Using the entries that follow, give only the number of lines with the word "below" in them.

◇ ◇ ◇ ◇

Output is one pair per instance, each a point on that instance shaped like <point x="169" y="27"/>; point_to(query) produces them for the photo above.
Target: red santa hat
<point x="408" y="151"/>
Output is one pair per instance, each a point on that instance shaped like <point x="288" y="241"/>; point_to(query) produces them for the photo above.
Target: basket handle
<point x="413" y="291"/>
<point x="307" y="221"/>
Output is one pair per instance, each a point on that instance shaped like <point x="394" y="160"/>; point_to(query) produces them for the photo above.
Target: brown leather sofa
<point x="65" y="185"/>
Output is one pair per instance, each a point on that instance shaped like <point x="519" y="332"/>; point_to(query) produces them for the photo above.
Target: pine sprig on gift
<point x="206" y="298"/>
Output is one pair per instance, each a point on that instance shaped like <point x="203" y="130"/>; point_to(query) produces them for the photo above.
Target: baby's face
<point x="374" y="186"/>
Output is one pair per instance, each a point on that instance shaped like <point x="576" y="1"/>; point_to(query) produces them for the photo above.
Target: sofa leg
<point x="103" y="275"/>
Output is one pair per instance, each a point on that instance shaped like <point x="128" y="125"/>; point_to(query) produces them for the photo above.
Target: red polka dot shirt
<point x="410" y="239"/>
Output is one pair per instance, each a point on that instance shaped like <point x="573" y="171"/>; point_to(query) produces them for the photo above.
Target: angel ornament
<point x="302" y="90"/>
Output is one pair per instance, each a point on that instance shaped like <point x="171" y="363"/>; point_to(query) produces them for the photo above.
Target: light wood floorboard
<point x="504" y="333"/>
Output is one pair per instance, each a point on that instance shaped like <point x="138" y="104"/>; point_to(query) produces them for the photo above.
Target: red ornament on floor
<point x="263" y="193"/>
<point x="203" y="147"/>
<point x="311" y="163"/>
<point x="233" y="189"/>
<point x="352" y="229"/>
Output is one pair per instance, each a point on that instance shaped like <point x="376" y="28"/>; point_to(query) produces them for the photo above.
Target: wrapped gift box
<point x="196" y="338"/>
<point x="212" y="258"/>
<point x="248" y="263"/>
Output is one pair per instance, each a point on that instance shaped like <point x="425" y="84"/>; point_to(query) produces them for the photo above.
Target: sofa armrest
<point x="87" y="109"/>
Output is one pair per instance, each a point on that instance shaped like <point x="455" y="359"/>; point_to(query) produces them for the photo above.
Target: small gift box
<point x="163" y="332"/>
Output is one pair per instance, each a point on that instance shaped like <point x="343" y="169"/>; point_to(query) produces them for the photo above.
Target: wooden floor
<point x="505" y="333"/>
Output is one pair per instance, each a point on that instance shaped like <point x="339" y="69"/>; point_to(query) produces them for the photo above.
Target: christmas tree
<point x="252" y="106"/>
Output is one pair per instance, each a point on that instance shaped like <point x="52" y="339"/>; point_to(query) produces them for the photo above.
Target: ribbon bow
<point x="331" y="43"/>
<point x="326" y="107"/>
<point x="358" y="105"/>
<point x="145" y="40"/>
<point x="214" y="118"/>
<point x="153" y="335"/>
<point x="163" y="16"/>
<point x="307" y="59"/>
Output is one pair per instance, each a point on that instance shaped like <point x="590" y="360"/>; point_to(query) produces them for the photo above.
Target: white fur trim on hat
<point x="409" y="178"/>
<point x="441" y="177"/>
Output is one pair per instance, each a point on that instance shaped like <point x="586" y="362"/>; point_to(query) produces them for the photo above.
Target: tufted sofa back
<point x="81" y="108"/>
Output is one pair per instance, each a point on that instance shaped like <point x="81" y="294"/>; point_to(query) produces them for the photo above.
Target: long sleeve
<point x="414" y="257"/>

◇ ◇ ◇ ◇

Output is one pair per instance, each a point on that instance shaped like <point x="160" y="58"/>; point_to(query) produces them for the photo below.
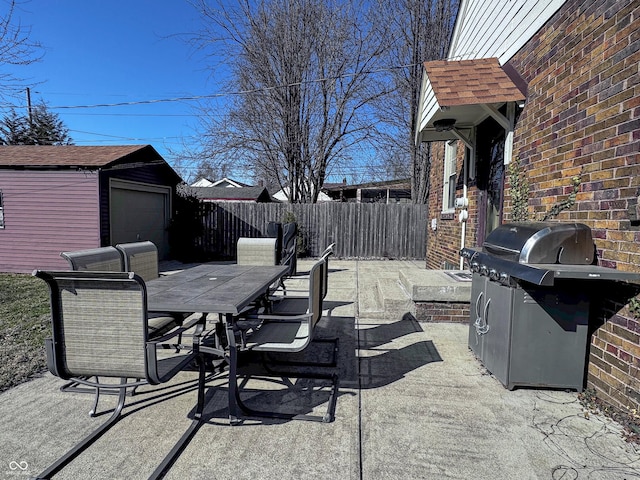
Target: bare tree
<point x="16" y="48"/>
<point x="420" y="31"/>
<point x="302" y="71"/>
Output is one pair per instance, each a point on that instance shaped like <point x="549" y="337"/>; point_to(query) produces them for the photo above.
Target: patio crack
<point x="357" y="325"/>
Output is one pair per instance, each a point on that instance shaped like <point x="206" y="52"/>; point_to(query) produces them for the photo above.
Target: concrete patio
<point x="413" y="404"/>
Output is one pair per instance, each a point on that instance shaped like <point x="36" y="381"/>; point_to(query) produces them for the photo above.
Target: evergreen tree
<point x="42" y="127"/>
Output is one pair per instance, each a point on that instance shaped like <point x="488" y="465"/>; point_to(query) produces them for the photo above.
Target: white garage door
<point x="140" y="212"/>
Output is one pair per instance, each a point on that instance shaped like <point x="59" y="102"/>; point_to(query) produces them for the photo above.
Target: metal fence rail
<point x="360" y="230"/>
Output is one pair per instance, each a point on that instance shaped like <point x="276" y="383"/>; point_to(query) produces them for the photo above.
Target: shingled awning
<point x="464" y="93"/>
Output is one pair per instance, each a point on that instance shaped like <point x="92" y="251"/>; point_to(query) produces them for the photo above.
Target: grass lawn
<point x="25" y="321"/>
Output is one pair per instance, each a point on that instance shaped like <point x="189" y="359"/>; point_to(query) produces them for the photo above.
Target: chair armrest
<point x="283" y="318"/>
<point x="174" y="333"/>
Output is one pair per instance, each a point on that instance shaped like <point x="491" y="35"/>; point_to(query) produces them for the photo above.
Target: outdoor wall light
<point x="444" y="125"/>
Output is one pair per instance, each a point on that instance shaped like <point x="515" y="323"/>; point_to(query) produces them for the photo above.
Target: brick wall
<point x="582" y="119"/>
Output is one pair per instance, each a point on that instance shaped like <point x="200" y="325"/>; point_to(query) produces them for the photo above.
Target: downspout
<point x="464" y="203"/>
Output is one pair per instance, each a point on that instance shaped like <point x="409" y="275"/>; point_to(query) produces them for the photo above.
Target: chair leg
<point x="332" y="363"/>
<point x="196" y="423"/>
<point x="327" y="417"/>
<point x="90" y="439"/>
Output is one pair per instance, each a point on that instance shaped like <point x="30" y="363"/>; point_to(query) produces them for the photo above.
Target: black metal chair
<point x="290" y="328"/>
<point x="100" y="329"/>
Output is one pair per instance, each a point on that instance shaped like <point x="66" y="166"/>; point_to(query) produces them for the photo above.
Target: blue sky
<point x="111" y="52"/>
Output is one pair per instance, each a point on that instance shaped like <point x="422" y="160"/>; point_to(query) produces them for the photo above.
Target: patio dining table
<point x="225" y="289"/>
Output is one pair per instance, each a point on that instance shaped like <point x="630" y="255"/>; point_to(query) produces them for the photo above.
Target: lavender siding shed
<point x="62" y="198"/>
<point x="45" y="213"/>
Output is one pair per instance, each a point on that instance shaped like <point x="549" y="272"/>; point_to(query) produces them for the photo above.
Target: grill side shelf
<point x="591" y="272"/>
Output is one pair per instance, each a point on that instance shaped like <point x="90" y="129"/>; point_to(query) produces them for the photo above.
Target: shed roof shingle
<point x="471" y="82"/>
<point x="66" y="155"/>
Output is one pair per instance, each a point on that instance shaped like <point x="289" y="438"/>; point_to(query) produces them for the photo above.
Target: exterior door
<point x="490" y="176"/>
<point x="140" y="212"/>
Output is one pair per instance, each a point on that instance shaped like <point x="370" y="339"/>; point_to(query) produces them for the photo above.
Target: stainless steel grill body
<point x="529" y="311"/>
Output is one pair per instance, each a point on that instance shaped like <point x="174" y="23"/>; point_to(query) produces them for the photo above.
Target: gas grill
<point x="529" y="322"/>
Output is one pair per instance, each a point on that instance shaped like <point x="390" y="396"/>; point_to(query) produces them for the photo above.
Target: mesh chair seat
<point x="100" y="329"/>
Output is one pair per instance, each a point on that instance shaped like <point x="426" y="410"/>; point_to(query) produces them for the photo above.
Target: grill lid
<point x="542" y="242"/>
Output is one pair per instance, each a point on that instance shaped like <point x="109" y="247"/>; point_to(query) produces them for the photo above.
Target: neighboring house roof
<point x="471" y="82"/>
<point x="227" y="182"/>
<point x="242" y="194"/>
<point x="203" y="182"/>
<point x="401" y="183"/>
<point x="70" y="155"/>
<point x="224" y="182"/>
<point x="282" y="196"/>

◇ ◇ ◇ ◇

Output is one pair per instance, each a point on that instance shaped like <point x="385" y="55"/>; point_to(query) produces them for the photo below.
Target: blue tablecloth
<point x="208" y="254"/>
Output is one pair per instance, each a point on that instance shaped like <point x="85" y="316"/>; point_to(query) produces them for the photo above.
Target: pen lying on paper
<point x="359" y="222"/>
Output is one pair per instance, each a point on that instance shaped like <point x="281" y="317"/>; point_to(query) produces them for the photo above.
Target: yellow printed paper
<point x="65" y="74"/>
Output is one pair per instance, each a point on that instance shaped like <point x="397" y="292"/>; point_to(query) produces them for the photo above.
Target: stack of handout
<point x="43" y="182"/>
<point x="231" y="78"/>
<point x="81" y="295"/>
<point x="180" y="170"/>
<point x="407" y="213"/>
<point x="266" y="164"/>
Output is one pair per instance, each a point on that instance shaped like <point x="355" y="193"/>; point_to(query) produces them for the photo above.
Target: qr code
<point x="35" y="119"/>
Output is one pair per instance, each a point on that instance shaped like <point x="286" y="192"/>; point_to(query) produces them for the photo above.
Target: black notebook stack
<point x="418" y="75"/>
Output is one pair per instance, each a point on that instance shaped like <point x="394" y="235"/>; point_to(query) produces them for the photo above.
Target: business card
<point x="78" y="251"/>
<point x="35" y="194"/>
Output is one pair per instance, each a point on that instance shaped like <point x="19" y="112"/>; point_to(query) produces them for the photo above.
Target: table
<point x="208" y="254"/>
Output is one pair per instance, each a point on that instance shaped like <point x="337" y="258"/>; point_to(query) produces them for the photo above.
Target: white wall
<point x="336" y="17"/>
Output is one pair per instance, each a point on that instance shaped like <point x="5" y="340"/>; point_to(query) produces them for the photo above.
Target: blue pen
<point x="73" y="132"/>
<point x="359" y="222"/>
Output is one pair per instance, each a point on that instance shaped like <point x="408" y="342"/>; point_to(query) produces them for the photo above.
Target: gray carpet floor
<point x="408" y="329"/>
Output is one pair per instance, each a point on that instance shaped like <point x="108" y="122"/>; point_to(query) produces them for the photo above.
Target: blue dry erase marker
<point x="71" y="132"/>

◇ ◇ ◇ ◇

** Answer space **
2